Goal
Rewrite every row below in full, requests included, and increase each x and y coordinate in the answer points by 84. Leave the numbers in the requests and their format samples as they are.
** BEGIN Given entries **
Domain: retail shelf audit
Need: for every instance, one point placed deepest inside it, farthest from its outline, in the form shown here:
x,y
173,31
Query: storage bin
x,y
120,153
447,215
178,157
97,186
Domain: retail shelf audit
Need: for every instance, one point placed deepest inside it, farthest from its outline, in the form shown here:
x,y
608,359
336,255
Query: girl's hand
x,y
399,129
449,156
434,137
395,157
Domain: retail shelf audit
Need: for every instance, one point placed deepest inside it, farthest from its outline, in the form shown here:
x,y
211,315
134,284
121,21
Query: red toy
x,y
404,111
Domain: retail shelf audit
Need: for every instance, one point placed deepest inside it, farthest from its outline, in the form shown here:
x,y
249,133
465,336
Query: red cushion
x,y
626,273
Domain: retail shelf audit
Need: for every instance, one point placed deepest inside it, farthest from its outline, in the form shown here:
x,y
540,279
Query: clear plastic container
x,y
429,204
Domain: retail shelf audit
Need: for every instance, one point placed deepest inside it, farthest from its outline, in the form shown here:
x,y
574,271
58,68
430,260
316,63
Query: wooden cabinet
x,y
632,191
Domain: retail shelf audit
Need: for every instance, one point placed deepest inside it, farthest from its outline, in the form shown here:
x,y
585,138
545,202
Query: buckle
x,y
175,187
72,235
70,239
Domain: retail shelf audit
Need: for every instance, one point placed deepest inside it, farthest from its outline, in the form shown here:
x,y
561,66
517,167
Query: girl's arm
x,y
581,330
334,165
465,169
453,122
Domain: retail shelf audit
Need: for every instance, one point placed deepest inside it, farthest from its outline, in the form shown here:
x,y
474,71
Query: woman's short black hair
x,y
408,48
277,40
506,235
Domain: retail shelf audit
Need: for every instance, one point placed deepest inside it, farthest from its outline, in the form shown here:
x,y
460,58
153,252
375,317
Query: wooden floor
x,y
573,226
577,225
** END Given entries **
Result
Domain: retail shelf audit
Need: for every instance, one point placed deepest inside it, farthest from its outline, in the form shown here:
x,y
173,31
Query: storage bin
x,y
204,237
531,299
262,241
181,270
Domain: retail shelf audit
Need: for every instance, one point placed deepest inside it, farthest from its outline, in the form shown here:
x,y
608,359
336,255
Query: girl's hand
x,y
483,213
533,240
518,221
479,241
Domain: retail shelf audit
Need: for every instance, one point placed deepest inside it, farthest from its outline, in the form shown here:
x,y
211,315
134,284
121,21
Query: red toy
x,y
488,195
Domain: retail shelf audit
Need: for every instance, one point placed deepest inside it, farthest from its outline, in the form shown here:
x,y
249,133
465,336
Query: red cushion
x,y
710,357
Domain: retail shelf audit
Need: for every instance, one point placed deepest inside it, farthest from its outline, in the form shown here:
x,y
540,279
Query: clear plastic container
x,y
513,288
Domain: retail shelf audit
Need: for every instance, one point placed deepest inside it, farthest from its outline, in the form shown here:
x,y
574,271
58,68
430,260
316,63
Query: wooden cabinet
x,y
716,275
Domain: retail shelf audit
Need: for every instance, one point placed deepest inside it, farthest from its outline, in the form shown here:
x,y
585,138
545,202
Query: buckle
x,y
259,271
156,319
154,323
Domain: retail shelf audit
Need: for every instance, one point placed deepest inside it, farthest from its outline, in the form shown here:
x,y
561,66
517,167
Query: girl's arm
x,y
665,414
418,249
549,253
537,206
Domain: retail shelf audit
Need: for every instance, one point placed deepest inside it, farthest from its outline, in the form shown here:
x,y
474,71
Query: woman's short black hair
x,y
492,132
361,124
590,319
Domain: retail shelf audit
Need: for every instance, one point placed deepest inside it, farthest from its outline, in the form shown here:
x,y
460,58
153,252
375,317
Query: wooden floor
x,y
657,310
661,309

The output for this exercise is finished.